• Exercise: Restate the listing below exactly, images excluded.
=-=-=
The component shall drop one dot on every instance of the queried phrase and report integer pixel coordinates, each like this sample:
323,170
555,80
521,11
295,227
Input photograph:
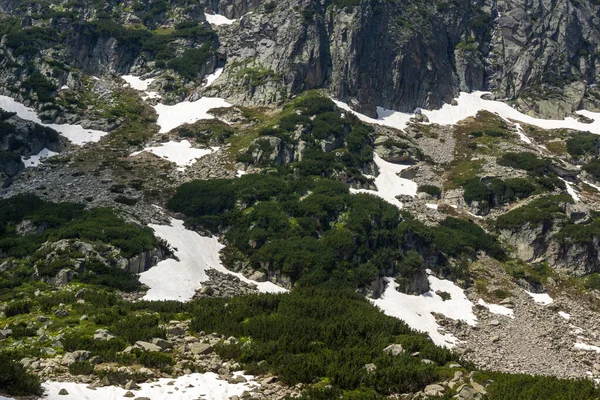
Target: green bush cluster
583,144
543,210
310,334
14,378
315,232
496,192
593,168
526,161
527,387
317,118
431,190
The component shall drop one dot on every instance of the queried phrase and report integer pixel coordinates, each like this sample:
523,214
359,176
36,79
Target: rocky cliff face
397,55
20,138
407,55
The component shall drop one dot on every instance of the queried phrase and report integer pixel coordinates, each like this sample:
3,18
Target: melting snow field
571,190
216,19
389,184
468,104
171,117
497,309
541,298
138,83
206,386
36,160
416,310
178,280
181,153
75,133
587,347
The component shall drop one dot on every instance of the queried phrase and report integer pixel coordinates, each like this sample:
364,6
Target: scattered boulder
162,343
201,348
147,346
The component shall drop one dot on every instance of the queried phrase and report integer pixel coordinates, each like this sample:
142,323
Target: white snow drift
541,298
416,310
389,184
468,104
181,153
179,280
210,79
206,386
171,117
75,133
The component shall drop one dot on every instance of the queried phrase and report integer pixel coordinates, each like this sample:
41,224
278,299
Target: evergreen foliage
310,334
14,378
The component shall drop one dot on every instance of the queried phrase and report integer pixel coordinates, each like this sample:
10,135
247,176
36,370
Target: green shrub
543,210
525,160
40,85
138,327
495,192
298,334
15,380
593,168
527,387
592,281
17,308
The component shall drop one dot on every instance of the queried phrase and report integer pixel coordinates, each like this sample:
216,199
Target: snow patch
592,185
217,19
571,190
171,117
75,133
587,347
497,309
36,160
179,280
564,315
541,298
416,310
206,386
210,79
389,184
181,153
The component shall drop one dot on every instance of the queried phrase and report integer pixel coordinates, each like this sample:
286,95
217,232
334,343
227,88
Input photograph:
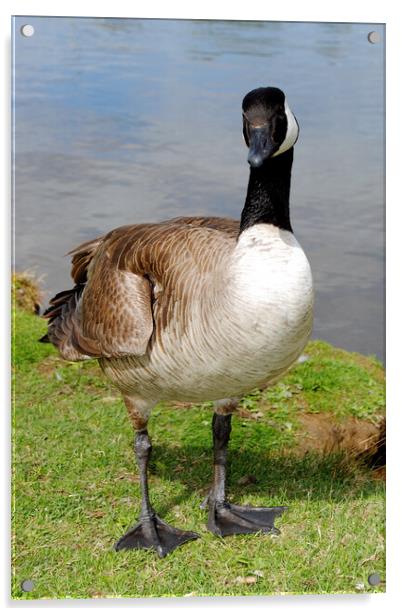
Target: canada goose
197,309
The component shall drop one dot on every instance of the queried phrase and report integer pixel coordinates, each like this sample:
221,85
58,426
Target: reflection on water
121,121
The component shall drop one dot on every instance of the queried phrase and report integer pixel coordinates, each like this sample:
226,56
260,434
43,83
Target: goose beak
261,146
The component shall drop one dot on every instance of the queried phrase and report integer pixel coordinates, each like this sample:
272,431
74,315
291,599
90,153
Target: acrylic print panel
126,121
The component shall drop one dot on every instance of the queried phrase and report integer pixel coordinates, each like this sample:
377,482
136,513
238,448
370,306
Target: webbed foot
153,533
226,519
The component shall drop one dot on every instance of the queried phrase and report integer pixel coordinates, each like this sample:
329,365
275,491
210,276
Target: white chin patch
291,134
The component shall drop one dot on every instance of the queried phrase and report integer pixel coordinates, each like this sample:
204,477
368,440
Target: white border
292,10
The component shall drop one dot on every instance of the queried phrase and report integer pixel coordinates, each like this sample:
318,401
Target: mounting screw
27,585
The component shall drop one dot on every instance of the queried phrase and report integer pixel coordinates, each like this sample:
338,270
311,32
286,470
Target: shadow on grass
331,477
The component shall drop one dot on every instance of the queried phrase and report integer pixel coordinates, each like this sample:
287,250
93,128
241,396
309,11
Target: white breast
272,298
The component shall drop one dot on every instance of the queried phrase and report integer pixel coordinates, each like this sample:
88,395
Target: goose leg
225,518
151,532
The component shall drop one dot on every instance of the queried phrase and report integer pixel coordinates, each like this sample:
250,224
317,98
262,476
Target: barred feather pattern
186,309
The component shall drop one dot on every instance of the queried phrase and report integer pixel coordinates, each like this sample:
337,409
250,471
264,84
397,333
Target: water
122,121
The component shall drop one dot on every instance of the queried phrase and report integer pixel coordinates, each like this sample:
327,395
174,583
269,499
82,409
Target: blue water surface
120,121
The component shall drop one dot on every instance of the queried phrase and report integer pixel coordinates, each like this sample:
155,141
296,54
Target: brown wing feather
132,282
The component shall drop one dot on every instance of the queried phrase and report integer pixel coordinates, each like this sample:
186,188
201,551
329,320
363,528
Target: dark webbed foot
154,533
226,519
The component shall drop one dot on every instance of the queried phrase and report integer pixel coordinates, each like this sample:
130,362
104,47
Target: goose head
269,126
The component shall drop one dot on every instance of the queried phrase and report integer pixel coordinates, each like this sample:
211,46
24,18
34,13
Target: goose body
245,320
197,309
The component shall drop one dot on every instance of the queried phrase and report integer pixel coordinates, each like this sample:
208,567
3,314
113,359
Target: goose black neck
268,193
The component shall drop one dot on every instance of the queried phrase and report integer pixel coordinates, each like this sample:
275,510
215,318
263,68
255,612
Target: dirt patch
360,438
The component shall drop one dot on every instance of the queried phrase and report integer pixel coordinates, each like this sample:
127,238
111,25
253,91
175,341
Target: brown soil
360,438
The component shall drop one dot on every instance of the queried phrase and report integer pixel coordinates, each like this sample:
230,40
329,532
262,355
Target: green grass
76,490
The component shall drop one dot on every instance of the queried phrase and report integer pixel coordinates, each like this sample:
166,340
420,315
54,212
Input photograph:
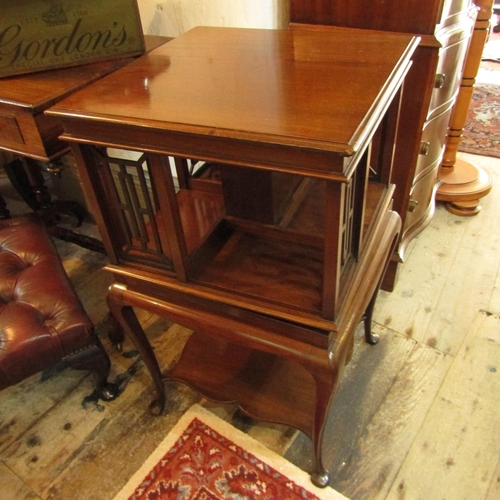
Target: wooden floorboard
=-=-=
• Written answer:
The component shall drop one dot on every instance of the queried phrase and report integer pixel coordinates, each like this sample:
323,170
555,80
521,11
295,227
Input photograph:
Target: green bush cluster
583,144
543,210
310,334
14,378
315,232
496,192
593,168
526,161
527,387
317,118
431,190
The component shall drop one dot on every instance of the queried phrase and report integer pixel coordinates, each like this sample:
523,214
359,176
36,79
Target: rocky cliff face
397,55
20,138
407,55
The component shall drop one dot on every instance of the queried phrase and report integer pixel coordinates, each like this sample:
3,18
Target: melting snow field
571,190
216,19
389,184
468,104
171,117
497,309
541,298
138,83
206,386
36,160
416,310
178,280
181,153
75,133
587,347
The component shall drop one dot on every instance of the queried phrase and report integer pixel coordinates, each like this sample:
364,6
Target: scattered boulder
162,343
201,348
147,346
The component shall drop one dot on every instance of the queried phrase and report integer pixel coordinates, each like this sample:
142,323
Target: white snow drift
541,298
416,310
389,184
468,104
181,153
179,280
210,79
206,386
171,117
75,133
The component shall drop one dot on every instance of the queried phrase and report integer pixel coordinates, each like this sample:
41,224
278,299
Target: evergreen foliage
310,334
14,378
The component shall drop one dot on every instance of the queried phrase and report integer pixel coordinates, each like this sample:
10,135
247,176
36,370
Target: green shrub
543,210
525,160
40,85
138,327
495,192
298,334
15,380
593,168
527,387
592,281
17,308
The component shall drop one dot on every instance of the queried phrase and report integer pixel coordinates, each like this sample:
216,199
Target: snow patch
592,185
217,19
571,190
171,117
75,133
587,347
497,309
36,160
179,280
564,315
541,298
416,310
206,386
210,79
389,184
181,153
The component shall drop one dot on every instance of the queried phrase and report integer pixel coordinates, each like this sample:
286,95
217,232
334,343
227,88
Input photograph:
Target: canada goose
197,309
The component shall drop one dot on every instance of the queried phrase and report integer pixel coordinates, each like this sample:
221,85
58,426
Target: reflection on water
121,121
The component shall drop one dot on every instance of the queried phrase and report integer pixel coordinates, each like this sample:
226,56
260,434
43,83
Target: goose beak
261,146
The component shall drop one dot on every instance of the queried phrase and report integer pixel coordinates, each like this sample:
272,431
74,315
291,599
90,153
Target: acrylic print panel
126,121
The component shall drop one dot on every instance of the queried phrase and report integer pixel coordinates, each like this sample:
377,482
136,513
238,448
370,306
Target: webbed foot
153,533
226,519
The component shall drop one dot on every instance of the queried phrase and report integer pixel coordinates, each like this sample:
329,365
275,491
210,276
Target: white chin patch
291,134
The component shall drop one dot on every instance of the queried phrase and report integer pixel coordinates, each like this sample:
204,477
368,440
Target: white border
292,10
The component shall drop one dot on every instance of the queried phrase and report integer pixel coordinates, each like this sample:
318,401
Target: mounting screw
27,585
The component shall drop one dot on every instance of the queried phrase and report integer pixel coordinates, each like this sample:
338,270
311,32
286,470
Target: shadow on grass
331,477
The component shall drop one dot on every instance of the queried phrase and report integer pixel coordinates, each like this sample:
287,250
93,128
241,396
309,11
Target: white breast
272,298
The component shall drop one dot on every instance of the queried phrase and report integer pixel coordinates, each like this sample:
88,395
Target: goose leg
225,518
151,532
The component shall drop one dot on every instance of the queried phrase and report integer pixel coordinates, each like this sample:
250,224
317,98
262,476
Target: barred feather pattern
186,309
The component shall drop one dot on every instance of the queried phrase and report integer pixel coordinates, each like this sample:
337,409
250,471
264,84
397,333
Target: water
122,121
The component shall drop one dot on every instance of the queried phrase and report integer pixel coordinates, each like this sample:
327,395
174,583
269,499
82,409
Target: blue water surface
120,121
The component shall drop one dot on every instance of the queried phrase and report integer pixel coordinates, each like this sample:
155,141
296,54
Target: brown wing feather
132,282
The component shall drop one dot on every instance of the queried phrase and report integer pixel coordinates, each like this sample:
186,188
201,551
329,320
363,528
Target: dark webbed foot
154,533
226,519
The component shall drop one dot on every instance of the queried phrase and report integer pixel coordinates, each like this sample:
130,362
104,47
Target: goose head
269,126
The component shall drop one dot on every instance of the queried phrase and report integer pixel coordinates, each like this sample:
211,46
24,18
34,13
Target: goose body
245,320
197,309
The component shall drop one dot on every instance of the queried phrase and report integer pixel coordinates, each like this sample:
208,567
3,314
113,359
Target: goose black neck
268,193
The component shall drop one dot on every instance of the queried phrase and report integer pixel coordinates, each like this sample:
275,510
215,318
263,68
255,612
Target: dirt patch
360,438
The component shall drop one dot on every instance of the queried phrase and report integer pixel coordinates, each like this sample:
127,238
111,25
253,91
175,341
Target: brown soil
360,438
The component shall drop one dot on every instance of the queried phrase and report integer pixel coordinates, each like this sample:
230,40
329,532
262,355
Target: green grass
76,490
The component shall drop one dot on every instance of the queried phrase and report integer pixel coordinates, each like this sample:
166,340
420,315
54,212
Input photograph:
Target: wooden floorboard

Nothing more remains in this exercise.